*Exercise task 1*
Print the passage of the cava article starting at "And Now for" and ending at "association of Sommeliers-Conseil.".
*Exercise task 2*
In the cava article, how long must a Cava de Paraje Calificado age on its lees before disgorgement?
*Exercise task 3*
Continue the cava article from the point where it stops.

*Text*
-- -- --

Cava de Paraje Calificado

More recently, in June 2015, we saw the launch of a new classification for single-vineyard cavas, called Cava de Paraje Calificado. These ‘cavas de paraje’ represent the top of the pyramid: vintage cavas that can only made in the Brut, Extra Brut or Brut Nature styles, following stringent quality criteria when it comes to growing, harvest and winemaking practices, and the requirement to age at least 36 months on its lees before disgorgement.

Another evolution I’m personally very happy about: the tendency towards dryer sparkling wines. More and more high-quality Extra Brut and Brut Nature cavas are popping up. Mind, the dosage categories are slightly different for cava than for champagne or crémants in France:

  • Brut Nature: no added sugar
  • Extra Brut: up to 6 grams of sugar per litre
  • Brut: up to 15 grams
  • Extra sec: between 12 and 20 grams
  • Sec: between 17 and 35 grams
  • Semisec: between 33 and 50 grams
  • Dolç: over 50 grams

And Now for the Tasting…

I hope this article helps to show that cava can be much more than a cheap summer bubbly. I myself, a fairly outspoken not-a-fan of cavas in the past, have certainly changed my mind, not in the least by a recent tasting of premium cavas, organised by our professional association of Sommeliers-Conseil.

During this mind-blowing evening, we tasted 9 premium cavas, carefully selected and expertly commentated by Germán Muñoz of Terroir 34.

Germán Muñoz, Terroir 34

Germán Muñoz, Terroir 34

Germán is a Spanish-born, Belgium-based agricultural engineer, oenologist and wine & terroir consultant for wineries and importers. He introduced us to an excellent selection of premium cavas, far removed from the unfortunate sub-standard sparklers that line our store shelves. Far removed in quality as well as in price point, I have to say – most premium cavas are in the price range of champagnes. And I will leave it up to you to decide if that’s fair.

-- -- --

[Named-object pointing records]
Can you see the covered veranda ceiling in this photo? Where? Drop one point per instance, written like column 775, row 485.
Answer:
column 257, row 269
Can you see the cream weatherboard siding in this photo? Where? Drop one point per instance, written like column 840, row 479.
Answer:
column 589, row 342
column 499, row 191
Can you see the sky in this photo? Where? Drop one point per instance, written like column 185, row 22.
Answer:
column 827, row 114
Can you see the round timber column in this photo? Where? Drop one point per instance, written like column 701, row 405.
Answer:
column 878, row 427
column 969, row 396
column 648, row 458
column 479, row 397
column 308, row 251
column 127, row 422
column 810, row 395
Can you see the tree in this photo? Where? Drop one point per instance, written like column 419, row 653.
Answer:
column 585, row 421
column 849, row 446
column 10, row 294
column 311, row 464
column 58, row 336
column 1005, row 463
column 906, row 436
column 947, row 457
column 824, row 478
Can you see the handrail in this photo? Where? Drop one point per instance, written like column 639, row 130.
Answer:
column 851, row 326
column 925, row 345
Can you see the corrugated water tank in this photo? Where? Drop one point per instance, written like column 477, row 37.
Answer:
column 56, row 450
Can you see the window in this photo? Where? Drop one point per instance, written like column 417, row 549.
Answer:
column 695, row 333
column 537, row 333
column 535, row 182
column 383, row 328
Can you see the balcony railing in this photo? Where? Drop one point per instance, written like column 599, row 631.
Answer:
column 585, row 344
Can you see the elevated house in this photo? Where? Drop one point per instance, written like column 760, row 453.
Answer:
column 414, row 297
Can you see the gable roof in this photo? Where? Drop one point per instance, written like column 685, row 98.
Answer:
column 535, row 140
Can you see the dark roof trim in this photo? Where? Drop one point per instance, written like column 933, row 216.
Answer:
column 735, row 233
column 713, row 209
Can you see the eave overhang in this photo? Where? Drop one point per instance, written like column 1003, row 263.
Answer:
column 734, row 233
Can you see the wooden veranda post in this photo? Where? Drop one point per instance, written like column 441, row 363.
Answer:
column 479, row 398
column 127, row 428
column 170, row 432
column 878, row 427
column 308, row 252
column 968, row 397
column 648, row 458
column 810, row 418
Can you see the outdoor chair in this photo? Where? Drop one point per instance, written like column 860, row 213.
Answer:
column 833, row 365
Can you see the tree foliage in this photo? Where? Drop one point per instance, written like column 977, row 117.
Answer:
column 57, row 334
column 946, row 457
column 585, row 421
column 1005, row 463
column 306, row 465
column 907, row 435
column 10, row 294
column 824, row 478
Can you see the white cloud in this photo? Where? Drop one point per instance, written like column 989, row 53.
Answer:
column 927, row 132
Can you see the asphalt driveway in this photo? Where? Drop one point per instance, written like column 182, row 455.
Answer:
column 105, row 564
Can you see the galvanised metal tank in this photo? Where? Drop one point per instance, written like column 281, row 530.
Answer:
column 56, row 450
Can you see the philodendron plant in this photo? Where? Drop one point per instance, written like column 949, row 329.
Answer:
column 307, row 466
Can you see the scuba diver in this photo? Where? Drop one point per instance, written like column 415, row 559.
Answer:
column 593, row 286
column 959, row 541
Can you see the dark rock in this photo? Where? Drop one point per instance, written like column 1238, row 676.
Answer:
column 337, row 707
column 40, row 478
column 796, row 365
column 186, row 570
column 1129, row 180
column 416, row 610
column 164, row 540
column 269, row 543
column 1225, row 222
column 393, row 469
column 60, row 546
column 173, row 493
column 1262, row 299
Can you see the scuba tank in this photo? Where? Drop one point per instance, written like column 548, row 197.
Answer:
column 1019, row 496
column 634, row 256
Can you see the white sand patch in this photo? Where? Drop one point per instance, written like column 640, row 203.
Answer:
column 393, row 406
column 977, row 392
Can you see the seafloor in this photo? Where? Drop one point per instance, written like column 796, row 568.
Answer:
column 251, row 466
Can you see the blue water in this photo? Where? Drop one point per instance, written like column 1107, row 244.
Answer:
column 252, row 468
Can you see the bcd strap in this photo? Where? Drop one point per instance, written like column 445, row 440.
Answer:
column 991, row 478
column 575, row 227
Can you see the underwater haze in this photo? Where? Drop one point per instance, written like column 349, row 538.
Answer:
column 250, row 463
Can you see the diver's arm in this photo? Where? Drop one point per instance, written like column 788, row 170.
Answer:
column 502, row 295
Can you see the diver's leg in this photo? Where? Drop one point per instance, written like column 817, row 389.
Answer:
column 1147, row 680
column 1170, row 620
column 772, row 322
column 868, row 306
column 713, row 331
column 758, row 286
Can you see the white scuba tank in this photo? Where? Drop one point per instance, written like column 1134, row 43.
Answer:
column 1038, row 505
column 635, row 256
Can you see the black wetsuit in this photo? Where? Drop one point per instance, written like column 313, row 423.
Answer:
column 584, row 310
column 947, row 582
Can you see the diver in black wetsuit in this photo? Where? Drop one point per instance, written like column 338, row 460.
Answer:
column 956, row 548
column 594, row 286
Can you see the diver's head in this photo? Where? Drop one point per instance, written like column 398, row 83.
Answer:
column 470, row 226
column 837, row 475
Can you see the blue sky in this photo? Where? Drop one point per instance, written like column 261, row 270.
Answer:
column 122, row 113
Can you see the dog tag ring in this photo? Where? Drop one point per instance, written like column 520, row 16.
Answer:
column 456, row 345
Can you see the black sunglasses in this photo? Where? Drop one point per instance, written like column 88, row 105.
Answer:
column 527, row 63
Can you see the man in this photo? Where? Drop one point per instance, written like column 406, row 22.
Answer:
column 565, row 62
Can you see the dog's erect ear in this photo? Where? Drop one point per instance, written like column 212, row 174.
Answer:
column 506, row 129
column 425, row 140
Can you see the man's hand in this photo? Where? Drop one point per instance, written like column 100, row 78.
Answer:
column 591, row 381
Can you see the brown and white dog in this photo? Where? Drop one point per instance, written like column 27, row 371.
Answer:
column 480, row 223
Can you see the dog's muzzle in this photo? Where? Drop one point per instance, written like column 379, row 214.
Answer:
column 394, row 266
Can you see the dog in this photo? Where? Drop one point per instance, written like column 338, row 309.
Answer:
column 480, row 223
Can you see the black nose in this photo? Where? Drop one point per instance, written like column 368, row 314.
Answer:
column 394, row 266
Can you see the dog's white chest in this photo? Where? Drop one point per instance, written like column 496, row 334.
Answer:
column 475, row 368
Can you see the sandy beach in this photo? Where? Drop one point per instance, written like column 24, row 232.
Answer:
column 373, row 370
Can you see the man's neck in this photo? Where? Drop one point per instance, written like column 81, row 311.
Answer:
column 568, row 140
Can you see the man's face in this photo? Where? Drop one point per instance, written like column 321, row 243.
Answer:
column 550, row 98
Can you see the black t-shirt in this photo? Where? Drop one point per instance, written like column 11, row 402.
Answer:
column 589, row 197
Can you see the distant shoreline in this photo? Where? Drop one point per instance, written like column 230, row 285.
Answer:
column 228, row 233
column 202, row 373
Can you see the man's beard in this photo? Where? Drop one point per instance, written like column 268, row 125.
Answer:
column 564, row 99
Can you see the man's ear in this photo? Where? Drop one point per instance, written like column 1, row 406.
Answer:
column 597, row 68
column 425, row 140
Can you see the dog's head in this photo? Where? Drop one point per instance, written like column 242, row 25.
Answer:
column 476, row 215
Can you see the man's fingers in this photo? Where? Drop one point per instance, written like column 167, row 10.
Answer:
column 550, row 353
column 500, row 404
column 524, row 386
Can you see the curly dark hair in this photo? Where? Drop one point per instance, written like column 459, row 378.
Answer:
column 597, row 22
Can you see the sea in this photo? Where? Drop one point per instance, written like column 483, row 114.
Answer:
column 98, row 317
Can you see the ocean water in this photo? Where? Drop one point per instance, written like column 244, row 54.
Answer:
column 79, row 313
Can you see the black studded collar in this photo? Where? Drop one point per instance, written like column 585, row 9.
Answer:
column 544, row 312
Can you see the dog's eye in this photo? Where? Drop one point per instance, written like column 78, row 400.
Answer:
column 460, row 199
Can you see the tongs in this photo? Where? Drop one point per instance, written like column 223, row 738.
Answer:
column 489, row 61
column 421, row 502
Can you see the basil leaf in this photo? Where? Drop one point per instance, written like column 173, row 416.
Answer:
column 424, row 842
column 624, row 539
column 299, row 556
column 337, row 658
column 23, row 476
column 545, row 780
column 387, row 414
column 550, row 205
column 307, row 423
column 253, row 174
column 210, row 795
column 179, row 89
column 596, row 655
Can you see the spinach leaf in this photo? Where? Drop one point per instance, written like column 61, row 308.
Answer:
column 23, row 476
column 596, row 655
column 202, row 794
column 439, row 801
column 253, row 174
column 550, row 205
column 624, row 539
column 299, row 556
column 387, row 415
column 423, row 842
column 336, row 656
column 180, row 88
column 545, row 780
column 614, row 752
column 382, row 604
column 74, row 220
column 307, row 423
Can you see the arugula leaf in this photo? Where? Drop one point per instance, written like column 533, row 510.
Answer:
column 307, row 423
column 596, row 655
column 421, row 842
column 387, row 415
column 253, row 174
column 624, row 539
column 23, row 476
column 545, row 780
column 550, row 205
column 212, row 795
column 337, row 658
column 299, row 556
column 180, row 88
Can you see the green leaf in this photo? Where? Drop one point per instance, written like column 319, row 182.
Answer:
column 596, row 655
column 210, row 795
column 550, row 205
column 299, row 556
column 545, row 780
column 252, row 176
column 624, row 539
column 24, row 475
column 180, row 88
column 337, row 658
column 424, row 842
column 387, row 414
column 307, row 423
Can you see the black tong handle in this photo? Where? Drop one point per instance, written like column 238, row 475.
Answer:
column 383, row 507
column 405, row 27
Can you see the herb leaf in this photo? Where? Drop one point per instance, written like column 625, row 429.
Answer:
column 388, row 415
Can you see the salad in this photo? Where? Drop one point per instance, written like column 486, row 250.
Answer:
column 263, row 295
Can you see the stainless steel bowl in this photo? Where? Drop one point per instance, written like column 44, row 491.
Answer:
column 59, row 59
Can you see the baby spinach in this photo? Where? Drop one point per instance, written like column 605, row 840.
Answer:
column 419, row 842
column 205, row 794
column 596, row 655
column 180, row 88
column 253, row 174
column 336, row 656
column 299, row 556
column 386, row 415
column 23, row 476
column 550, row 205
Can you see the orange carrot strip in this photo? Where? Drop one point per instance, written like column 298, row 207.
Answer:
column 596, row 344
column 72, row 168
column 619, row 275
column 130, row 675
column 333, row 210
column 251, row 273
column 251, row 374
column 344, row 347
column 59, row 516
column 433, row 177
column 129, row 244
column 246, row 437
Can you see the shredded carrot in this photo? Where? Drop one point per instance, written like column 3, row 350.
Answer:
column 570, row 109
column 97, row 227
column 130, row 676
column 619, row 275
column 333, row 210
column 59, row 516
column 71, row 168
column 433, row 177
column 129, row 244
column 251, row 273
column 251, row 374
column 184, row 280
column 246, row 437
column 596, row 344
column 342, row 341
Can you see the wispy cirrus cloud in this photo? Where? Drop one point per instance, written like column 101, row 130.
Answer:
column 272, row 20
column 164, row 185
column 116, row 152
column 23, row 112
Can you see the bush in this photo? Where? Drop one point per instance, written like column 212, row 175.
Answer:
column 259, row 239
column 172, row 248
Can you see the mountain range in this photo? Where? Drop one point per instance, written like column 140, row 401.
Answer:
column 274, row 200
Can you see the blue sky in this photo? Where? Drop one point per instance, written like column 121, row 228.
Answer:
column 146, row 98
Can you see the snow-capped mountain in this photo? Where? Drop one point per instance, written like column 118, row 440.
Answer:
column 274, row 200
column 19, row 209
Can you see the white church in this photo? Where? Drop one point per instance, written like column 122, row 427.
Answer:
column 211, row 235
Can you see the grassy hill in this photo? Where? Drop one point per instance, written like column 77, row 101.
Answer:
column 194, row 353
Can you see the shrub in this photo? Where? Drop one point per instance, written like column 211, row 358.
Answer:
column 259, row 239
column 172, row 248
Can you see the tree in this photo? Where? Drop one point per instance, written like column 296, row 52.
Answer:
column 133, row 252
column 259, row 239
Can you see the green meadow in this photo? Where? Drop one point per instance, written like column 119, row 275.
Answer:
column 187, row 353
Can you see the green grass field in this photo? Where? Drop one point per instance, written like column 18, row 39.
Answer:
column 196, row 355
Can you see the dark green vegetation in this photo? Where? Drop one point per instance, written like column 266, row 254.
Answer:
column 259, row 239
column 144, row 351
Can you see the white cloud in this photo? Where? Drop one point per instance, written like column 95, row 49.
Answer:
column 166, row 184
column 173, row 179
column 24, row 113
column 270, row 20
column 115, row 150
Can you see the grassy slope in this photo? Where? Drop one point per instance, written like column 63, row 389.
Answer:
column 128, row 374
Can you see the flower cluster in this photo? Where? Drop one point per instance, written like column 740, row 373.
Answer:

-- -- --

*Output 1*
And Now for the Tasting…

I hope this article helps to show that cava can be much more than a cheap summer bubbly. I myself, a fairly outspoken not-a-fan of cavas in the past, have certainly changed my mind, not in the least by a recent tasting of premium cavas, organised by our professional association of Sommeliers-Conseil.

*Output 2*
At least 36 months.

*Output 3*
On the tasting table…

Wine and words - 4/5 Vilarnau Cava Brut Nature Vintage 2013.
D.O. Cava, Spain.
W&W score: 4/5
A cava producer with a mission: to show that cava can be much more than the cheap supermarket bubbly we are swamped with. Mission accomplished, for sure, right from the start of the tasting, with this complex and elegant Brut Nature, a composition of 50% Macabeo, 35% Parellada and 15% Chardonnay, aged on its lees for more than 24 months. Aromas of lemon, crisp green apples, overripe orange and summer flowers lead to vivid acidity, chalky minerality, a hint of bread yeast and grapefruit bitters in a fresh, lingering finish.
Wine and words - 3.5/5 Ferriol Cava Brut Reserva.
D.O. Cava, Spain.
W&W score: 3.5/5
A fresh and fruit-forward cava from one of the older cooperatives in Penedés. This blend of Xarel.lo, Macabeo and Parellada spent 15 months maturing on its lees, which adds some body and a little complexity to otherwise predominantly fruity & floral aromas of apple and orchard blossoms, with a hint of chalky minerality and a soft honey note after a few good swirls of the glass. A nice, accessible crowd pleaser of a cava, but it feels a touch too sweet for my taste, which puts too much emphasis on the fruit.
Anna de Codorniu, Cava Blanc de Blancs Brut Reserva.
D.O. Cava, Spain.
W&W score: 3/5
A straightforward and reasonably intense Brut Reserva cava, composed of 70% Chardonnay, 15% Parellada and the remaining 15% of Macabeo & Xarel.lo. A medium lemon hue and slightly coarser bubbles lead to aromas of not-so-ripe tropical fruit and grapefruit lemonade. With good acidity and lots of fruit on the palate, it’s a decent and refreshing cava, but it misses the finer touch and complexity I prefer in a sparkling wine. Still, well chilled, this will happily accompany the hors d’oeuvres at a summer party.
Wine and words - 4/5 Giró Ribot Excelsus Avant Cava Brut Reserva 2012.
D.O. Cava, Spain.
W&W score: 4/5
This was a peculiar cava, and I totally loved it. A blend of 45% Chardonnay, 45% Xarel.lo and 10% Macabeo delivers a complex, lightly savoury cava with strong lactic notes that reminded me of the hearty cheese sauce & crust of a ‘chicon gratin’. Add to that a sprinkle of chalk, lovely apple notes, apricot and the sweet, ripe flesh of a Charentais melon, and this may sound like a weird concoction, yet it worked beautifully – especially because it was backed up by vibrant acidity and a balanced, well-structured palate.
Wine and words - 4.5/5 Freixenet Casa Sala Cava Gran Reserva Brut Nature 2007.
D.O. Cava, Spain.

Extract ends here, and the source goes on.